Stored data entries
____
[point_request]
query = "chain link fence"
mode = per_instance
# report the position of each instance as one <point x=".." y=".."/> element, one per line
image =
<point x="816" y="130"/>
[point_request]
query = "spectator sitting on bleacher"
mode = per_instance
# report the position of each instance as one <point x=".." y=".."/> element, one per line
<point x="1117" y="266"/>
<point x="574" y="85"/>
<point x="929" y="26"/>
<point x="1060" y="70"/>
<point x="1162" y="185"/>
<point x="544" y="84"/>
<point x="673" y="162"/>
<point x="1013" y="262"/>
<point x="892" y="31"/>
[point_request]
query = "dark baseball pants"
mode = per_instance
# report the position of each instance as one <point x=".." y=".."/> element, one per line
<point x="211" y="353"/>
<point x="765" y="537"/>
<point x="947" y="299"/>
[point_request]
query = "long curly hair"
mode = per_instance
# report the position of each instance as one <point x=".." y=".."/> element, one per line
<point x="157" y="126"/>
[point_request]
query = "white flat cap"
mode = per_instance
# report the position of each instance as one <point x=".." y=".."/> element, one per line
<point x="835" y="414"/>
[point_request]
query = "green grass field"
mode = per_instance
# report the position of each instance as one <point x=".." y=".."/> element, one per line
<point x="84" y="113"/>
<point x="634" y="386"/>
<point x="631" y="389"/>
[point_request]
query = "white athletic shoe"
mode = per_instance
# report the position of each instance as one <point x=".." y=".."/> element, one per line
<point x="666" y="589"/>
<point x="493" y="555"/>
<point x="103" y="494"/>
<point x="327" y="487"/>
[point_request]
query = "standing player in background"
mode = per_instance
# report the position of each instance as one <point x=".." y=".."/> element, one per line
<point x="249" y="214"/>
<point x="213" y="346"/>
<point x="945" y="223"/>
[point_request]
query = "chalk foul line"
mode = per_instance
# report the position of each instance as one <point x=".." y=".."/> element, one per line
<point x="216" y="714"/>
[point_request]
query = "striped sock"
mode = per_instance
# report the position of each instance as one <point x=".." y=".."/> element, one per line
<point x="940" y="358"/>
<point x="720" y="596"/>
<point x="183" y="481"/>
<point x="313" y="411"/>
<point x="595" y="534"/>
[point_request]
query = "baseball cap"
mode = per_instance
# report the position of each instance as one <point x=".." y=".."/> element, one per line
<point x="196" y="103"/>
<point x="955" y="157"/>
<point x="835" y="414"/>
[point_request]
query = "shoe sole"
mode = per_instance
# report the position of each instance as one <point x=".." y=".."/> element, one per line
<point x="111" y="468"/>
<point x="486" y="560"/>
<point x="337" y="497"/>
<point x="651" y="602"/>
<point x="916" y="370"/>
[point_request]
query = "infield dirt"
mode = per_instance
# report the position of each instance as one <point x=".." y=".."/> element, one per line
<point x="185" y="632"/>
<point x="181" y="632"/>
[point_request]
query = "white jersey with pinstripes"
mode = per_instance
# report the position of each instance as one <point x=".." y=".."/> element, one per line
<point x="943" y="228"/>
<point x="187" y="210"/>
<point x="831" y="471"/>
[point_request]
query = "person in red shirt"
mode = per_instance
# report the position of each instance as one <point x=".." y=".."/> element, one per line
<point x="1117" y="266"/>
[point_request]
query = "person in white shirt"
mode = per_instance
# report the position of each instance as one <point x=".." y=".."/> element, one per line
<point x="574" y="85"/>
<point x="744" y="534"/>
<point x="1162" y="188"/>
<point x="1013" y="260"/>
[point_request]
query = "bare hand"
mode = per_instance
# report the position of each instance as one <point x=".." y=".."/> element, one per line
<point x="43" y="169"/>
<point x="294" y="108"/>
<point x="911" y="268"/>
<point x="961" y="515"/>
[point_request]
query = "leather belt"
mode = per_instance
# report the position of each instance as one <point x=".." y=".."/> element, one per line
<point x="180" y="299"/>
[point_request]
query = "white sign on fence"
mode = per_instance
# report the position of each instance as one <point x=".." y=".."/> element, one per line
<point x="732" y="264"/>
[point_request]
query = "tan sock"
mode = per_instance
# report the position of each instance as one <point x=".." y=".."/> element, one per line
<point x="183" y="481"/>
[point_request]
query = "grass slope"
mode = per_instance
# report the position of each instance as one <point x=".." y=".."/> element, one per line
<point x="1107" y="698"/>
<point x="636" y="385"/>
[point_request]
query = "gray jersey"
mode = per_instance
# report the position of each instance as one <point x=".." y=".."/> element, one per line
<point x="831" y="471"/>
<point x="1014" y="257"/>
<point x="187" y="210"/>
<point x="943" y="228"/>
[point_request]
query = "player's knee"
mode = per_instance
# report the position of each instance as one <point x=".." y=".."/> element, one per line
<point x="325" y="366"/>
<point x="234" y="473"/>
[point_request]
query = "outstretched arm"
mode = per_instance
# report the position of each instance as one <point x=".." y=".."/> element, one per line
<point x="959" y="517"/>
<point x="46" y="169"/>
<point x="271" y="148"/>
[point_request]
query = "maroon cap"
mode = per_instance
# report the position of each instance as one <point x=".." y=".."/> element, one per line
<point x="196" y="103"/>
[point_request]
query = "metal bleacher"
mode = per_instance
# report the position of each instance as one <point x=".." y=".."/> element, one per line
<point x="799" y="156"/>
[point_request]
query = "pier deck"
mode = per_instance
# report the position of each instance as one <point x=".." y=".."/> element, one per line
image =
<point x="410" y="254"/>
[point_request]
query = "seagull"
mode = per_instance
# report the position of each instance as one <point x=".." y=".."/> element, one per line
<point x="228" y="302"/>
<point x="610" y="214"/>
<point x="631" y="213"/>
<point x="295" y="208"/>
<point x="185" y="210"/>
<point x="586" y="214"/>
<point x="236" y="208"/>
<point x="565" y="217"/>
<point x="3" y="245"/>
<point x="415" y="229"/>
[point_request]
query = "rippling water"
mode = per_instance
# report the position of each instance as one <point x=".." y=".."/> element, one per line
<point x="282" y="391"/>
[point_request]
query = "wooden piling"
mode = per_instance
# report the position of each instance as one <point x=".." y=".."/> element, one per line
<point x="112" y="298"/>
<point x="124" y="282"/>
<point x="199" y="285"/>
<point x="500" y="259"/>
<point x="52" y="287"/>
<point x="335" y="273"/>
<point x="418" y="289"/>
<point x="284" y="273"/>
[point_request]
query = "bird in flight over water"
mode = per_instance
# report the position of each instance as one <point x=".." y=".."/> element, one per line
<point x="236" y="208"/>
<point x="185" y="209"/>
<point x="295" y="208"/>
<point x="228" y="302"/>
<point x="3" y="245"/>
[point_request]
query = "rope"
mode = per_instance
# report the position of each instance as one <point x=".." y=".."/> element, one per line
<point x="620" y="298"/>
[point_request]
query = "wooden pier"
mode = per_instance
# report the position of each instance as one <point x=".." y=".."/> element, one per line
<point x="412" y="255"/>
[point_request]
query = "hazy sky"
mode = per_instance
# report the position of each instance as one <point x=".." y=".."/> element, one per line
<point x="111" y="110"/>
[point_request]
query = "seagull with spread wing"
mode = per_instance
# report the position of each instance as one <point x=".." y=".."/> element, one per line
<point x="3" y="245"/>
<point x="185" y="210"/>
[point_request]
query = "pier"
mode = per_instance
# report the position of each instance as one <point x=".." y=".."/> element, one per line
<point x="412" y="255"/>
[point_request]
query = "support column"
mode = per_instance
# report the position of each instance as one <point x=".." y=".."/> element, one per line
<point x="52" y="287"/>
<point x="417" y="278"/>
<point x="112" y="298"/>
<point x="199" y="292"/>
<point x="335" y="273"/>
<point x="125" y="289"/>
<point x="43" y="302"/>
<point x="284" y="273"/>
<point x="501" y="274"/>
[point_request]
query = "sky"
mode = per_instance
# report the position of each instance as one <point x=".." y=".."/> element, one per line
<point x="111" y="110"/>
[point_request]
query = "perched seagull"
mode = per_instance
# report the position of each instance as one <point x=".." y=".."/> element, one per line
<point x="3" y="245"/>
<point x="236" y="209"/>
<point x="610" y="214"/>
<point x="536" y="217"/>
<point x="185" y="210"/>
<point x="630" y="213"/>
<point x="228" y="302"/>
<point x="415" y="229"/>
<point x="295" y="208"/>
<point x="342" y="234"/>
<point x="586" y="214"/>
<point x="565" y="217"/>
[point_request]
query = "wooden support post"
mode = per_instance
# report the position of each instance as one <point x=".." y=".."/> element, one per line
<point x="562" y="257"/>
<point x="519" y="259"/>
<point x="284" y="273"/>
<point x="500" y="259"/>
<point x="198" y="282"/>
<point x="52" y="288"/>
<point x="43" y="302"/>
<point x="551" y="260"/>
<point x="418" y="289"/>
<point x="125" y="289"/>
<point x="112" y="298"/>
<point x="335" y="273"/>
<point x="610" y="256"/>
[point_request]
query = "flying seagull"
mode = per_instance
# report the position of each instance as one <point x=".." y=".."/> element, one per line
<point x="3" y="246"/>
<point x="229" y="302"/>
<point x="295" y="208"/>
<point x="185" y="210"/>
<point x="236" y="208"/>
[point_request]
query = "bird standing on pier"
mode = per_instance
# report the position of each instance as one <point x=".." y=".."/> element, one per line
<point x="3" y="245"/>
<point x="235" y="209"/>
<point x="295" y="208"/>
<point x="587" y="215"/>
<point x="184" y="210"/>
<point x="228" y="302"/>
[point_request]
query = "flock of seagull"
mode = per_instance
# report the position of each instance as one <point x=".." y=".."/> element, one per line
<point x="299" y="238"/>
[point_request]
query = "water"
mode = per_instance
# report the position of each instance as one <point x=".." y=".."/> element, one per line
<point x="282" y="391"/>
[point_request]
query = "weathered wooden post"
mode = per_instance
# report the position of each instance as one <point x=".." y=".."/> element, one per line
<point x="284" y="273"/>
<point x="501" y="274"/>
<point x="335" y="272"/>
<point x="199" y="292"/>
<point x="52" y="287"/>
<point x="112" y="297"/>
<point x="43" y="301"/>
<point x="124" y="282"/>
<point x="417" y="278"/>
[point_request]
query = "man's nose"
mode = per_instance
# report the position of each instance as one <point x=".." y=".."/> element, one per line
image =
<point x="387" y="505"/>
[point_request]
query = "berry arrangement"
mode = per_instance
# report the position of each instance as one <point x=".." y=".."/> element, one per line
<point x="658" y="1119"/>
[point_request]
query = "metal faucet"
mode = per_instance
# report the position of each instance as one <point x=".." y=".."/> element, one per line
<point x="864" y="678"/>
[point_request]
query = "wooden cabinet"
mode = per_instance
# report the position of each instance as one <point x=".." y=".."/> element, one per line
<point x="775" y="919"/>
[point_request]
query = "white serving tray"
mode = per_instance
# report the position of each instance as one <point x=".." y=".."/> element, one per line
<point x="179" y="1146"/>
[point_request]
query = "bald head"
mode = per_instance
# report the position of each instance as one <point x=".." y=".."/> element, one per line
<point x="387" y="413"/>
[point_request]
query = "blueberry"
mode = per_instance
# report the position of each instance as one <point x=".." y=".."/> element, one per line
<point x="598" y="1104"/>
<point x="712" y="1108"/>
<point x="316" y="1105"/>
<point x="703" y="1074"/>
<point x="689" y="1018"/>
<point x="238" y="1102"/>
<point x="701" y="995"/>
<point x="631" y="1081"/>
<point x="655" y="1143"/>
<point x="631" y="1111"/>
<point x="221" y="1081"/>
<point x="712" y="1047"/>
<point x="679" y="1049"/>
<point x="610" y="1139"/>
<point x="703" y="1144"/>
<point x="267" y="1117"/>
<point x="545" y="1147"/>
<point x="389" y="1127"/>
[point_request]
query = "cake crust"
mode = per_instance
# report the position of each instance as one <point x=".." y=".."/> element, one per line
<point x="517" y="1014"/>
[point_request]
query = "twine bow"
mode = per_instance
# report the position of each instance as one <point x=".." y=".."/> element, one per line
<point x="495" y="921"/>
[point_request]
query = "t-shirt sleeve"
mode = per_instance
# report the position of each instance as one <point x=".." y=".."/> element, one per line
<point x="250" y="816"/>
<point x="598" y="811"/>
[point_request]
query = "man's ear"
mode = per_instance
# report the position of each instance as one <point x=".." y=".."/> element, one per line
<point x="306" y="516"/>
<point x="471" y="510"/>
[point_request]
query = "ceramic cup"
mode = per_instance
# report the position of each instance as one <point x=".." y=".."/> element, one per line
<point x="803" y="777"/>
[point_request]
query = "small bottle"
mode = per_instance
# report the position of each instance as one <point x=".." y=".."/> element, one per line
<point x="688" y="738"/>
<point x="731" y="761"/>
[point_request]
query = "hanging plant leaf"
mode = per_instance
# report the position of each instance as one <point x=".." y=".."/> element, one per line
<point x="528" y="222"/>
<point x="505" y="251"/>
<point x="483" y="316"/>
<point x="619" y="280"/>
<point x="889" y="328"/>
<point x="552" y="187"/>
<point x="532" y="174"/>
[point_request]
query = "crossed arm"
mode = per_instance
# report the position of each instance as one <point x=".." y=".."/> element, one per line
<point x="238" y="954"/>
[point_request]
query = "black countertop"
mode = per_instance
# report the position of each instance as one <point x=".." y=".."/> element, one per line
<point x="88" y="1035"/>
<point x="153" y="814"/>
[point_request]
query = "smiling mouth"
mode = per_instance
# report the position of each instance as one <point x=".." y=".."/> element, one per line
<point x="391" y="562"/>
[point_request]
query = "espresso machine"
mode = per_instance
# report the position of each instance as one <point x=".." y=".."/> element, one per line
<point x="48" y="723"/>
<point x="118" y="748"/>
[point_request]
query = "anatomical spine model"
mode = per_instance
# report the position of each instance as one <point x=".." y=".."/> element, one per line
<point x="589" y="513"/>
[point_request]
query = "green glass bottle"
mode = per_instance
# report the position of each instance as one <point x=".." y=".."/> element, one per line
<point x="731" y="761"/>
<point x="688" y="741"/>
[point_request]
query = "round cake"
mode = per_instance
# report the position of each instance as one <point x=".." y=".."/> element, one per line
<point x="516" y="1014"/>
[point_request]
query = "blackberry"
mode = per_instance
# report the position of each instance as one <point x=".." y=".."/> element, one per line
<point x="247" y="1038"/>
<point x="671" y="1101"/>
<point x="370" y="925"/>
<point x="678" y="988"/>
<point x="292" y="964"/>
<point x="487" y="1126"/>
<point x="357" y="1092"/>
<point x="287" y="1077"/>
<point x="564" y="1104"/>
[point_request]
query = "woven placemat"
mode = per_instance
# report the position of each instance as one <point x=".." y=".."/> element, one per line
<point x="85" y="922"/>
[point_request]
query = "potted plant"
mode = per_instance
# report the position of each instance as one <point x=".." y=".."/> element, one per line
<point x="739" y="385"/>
____
◆ TRY IT
Extract every line containing the string "white" from the data above.

◆ WRITTEN REPLY
query = "white flat cap"
query = "white athletic shoe"
query = "white jersey with pinstripes"
query = "person in white shirt"
query = "white sign on fence"
query = "white serving tray"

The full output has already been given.